• _Task objective_
Print every one of the lines below verbatim, omitting the pictures.
# Task inputs start
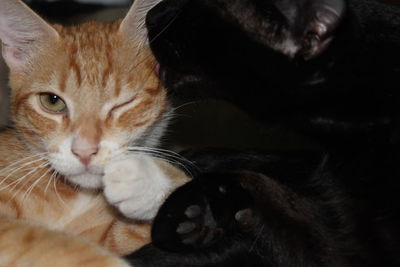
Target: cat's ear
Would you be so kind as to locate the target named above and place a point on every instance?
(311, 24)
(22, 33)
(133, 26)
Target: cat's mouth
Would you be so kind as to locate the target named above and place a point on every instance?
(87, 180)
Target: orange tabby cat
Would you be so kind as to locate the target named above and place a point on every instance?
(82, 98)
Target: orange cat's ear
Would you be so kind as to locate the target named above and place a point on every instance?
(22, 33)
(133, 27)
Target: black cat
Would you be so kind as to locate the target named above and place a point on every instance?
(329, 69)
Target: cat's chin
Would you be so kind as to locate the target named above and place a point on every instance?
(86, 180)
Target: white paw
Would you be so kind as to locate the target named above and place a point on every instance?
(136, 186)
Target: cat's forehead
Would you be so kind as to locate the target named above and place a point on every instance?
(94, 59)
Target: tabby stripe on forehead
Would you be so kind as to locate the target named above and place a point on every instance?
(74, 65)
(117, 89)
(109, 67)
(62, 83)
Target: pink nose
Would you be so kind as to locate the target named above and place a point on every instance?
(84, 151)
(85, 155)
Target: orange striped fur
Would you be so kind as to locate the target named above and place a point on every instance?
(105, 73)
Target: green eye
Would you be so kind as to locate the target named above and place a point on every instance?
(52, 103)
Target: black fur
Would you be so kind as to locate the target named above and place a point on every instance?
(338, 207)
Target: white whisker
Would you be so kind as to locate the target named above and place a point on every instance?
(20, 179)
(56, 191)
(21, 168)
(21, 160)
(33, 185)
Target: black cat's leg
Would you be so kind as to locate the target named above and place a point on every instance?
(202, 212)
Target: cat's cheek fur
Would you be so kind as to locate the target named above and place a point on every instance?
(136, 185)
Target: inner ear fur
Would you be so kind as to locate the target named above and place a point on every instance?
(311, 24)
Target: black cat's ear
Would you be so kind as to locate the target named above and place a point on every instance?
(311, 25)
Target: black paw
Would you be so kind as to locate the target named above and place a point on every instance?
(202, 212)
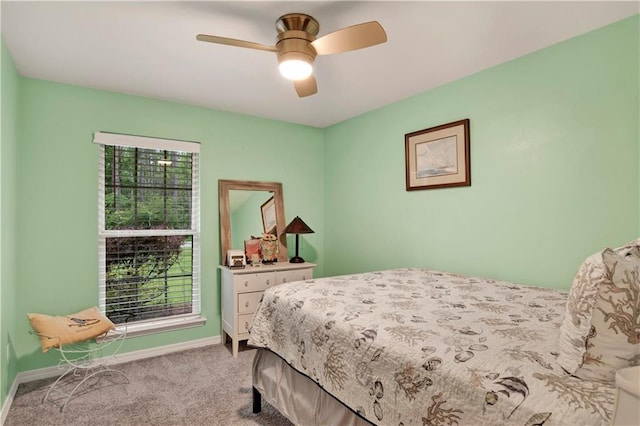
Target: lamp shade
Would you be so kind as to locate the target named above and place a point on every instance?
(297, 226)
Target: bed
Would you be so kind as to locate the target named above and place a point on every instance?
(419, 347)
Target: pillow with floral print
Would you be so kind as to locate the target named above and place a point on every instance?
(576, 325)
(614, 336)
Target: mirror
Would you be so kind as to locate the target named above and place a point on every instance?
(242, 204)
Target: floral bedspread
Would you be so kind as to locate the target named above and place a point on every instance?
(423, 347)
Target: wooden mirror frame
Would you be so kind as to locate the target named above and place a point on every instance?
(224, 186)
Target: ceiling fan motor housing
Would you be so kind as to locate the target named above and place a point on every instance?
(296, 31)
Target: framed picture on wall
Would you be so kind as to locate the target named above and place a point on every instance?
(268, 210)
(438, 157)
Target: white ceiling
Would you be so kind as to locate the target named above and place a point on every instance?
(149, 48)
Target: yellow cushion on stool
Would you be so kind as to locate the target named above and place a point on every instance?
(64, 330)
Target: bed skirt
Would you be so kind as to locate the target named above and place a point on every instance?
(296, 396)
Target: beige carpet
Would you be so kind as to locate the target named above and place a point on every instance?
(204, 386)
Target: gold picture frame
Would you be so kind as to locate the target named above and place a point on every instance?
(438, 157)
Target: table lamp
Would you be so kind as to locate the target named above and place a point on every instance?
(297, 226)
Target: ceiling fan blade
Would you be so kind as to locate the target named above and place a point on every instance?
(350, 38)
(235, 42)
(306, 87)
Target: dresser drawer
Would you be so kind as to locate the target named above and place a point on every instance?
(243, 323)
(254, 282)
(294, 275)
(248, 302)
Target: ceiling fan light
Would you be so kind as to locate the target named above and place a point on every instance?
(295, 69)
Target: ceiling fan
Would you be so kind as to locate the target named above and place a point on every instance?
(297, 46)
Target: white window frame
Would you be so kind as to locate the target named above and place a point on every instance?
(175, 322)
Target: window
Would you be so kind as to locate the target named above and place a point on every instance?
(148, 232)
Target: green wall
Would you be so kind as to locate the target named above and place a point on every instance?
# Task inputs end
• _Result for this exercise_
Target: cat's ear
Would you be so kind as to locate the target named above and place a point on every instance?
(311, 24)
(22, 33)
(133, 26)
Target: cat's mouth
Would you be so kind as to locate the target named above and place a point on every instance?
(87, 180)
Target: orange tabby cat
Would you be so kind as to locate the target named above and place a point on every instance?
(82, 98)
Target: orange cat's ear
Would you be so kind as to locate the target named above and place a point on every instance?
(22, 33)
(133, 27)
Target: black cat
Would you be so kind as to locate the target named above and place a point on every instance?
(329, 69)
Target: cat's chin
Would you be so kind as to locate the target named above and place a point on every instance?
(86, 180)
Target: white paw
Would you be so kind as to locate the target named above and place a point on every instance?
(136, 186)
Target: cat's forehead
Would you be so kind as to locate the target named above and place a point on every instance?
(94, 59)
Target: tabby stripe on forehead
Would you be so kind as to locate the target named above and place a point on every instance?
(74, 65)
(117, 89)
(109, 67)
(62, 83)
Target: pink nose
Would you be so kind as to locate the target named above and place a point on every instance?
(84, 151)
(85, 155)
Target: orange striped fur
Would you be so kind as to locate the target named above and place a point on every instance?
(105, 73)
Target: green eye
Would you be so kind as to locate the target named above and place a point on every instance?
(52, 103)
Target: black fur
Would you be so kind as to locate the target named above and place a point on every instance?
(338, 207)
Target: white whisker
Would you be so kind as to locate the target named above and place a point on every instance?
(20, 179)
(56, 191)
(21, 168)
(21, 160)
(33, 185)
Target: black cat's leg
Would you be so kind as to locate the target named above and place a point on every instance?
(202, 212)
Target: cat's cheek fur
Would you be so kind as to locate the target named above and place a point on every instance?
(136, 185)
Target: inner ear fur
Would you be so kind as to locate the target named above and place a point on every instance?
(311, 24)
Target: black cat's ear
Would you be so kind as to locate the target named above and place a point on every instance?
(311, 25)
Target: black paw
Would you be so kind as to locate the target named above and place a point on every instance?
(202, 212)
Target: lamp shade
Would you be so kind as to locate the target named above and place a point on every instance?
(297, 226)
Target: bed
Would you be so kind as to locate the target named above and place a point on every instance?
(419, 347)
Target: pillow with floral print
Would you be so kind as to locate the target named above and place a point on every instance?
(576, 325)
(614, 336)
Target: mirror
Would you be so kind as to locate the target named above and place a point on every instance?
(242, 204)
Target: floral bedspread
Would you be so kind as to locate the target named above and place a point on every instance?
(423, 347)
Target: wooden mirror frame
Would you be so kind as to locate the target named above and place a point on every instance?
(224, 186)
Target: ceiling fan motor housing
Would you be so kind as to locate the target named above and place a point on every instance?
(296, 31)
Target: framed picture on wall
Would you be so kind as to locate the target named above and place a point on every instance?
(268, 210)
(438, 157)
Target: white ceiling
Would you be so kind as to locate the target named above and place a point on every instance?
(149, 48)
Target: yellow cushion on stool
Would you be so kind as to locate the target named above and place a point on every instance?
(64, 330)
Target: bed skirt
Would you be so kind as to locate the target named above and place a point on every instance?
(296, 396)
Target: beige carpet
Would you be so kind as to locate the target named above and place a point on every instance?
(204, 386)
Target: gold picture frame
Would you be so kind as to locate the target named above and place a point on every instance?
(438, 157)
Target: table lamp
Would you be so kind as to locate the target named above and place a point on every instance?
(297, 226)
Target: ceiling fan blade
Would you be so kind as to locate the target named above and place a point on every instance?
(350, 38)
(235, 42)
(306, 87)
Target: dresser drawer
Would you be so kind as to locate the target named above and place a point on every instance?
(243, 323)
(254, 282)
(294, 275)
(248, 302)
Target: ceiling fan light
Would you be so kind as to locate the target named above and place a point on every instance?
(295, 69)
Target: ceiling fan
Would you be so kind as to locate the target named above and place a point on every instance?
(297, 46)
Target: white window frame
Would you be so kind as to locate the target named above and place a point on every instance?
(175, 322)
Target: window
Would you be so kind as to locate the target named above and place a point on every instance?
(148, 232)
Target: green wall
Would you be so kind as to locate the target named above and place a point on every instance?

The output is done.